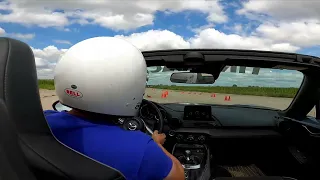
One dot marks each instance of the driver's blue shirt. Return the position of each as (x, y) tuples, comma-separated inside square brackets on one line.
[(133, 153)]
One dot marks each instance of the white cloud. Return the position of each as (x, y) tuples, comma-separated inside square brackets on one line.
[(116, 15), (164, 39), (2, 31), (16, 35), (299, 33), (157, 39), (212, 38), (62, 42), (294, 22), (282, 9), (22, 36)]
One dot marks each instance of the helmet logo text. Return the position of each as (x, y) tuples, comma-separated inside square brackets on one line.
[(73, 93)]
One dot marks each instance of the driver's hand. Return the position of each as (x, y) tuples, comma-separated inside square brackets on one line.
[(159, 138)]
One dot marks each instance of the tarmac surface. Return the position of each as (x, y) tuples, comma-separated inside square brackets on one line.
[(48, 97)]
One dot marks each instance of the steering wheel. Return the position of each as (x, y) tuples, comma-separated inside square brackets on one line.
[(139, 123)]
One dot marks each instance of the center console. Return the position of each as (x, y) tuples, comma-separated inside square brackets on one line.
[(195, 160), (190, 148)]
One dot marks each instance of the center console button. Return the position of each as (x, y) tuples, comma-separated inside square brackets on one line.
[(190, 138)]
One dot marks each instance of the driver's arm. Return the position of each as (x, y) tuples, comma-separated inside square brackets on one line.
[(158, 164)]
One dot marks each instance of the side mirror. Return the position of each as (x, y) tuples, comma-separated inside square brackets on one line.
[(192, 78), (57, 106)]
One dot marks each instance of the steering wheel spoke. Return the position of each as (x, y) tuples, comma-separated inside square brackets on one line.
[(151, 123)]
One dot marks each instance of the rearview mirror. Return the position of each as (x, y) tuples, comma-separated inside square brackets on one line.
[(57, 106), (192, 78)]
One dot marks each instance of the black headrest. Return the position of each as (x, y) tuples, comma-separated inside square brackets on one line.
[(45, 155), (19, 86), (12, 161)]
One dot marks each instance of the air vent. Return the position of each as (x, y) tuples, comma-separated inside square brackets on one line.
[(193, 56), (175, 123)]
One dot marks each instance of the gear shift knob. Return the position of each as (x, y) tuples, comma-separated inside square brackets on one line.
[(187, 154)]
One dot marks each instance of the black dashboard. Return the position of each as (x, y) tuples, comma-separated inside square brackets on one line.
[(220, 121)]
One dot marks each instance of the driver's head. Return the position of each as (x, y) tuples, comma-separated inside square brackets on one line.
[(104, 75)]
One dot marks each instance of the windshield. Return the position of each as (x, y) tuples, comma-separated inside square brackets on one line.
# # # # # # #
Work required ▸ Please copy the rows again, starting with the line that contains "One dot marks each instance of the side" and going on through the end of the rows. Swap "black" for "dark" and leave everything else unchanged.

Response ▸
One dot marks each instance of the side mirror. Return the position of each as (x, y) tuples, comma-separated inside square brackets on one line.
[(192, 78), (57, 106)]
One dot marks each instance of the steering wheel spoke. Return the position of each as (x, y) tuples, comma-separated inside square brackets on one line.
[(151, 123)]
One dot marks each instance of the rearview mirror. Return the position of each as (x, y) tuples, comma-separated inside square brackets on one line.
[(57, 106), (192, 78)]
One dot marks each instance of the dark headrest. Return the position of each as (x, y) tuples, comma-separated inside square brackets on one line.
[(45, 155), (19, 86), (12, 161)]
One dot marks each instance of the air vent. Return the position of each as (x, y) tuples, comma-separated inside square brackets on one line.
[(193, 56), (175, 123)]
One dot marks each instance of the gear shift knob. Return the position of each as (x, y) tuples, comma-separated inside square brackets on one line.
[(187, 154)]
One dot marks each instance of the dark dashboard. Return the position of each as (x, y) tuples, comma-separated inside square brackets on one line.
[(220, 121)]
One dot marks each instance of the driver's head. Return the position of each as (x, y) tuples, comma-separated inside square brackets on one line.
[(104, 75)]
One dot marks each instance of the windshield. Return the position of each as (x, y) tuples, comma-separated inside square brackets on one line.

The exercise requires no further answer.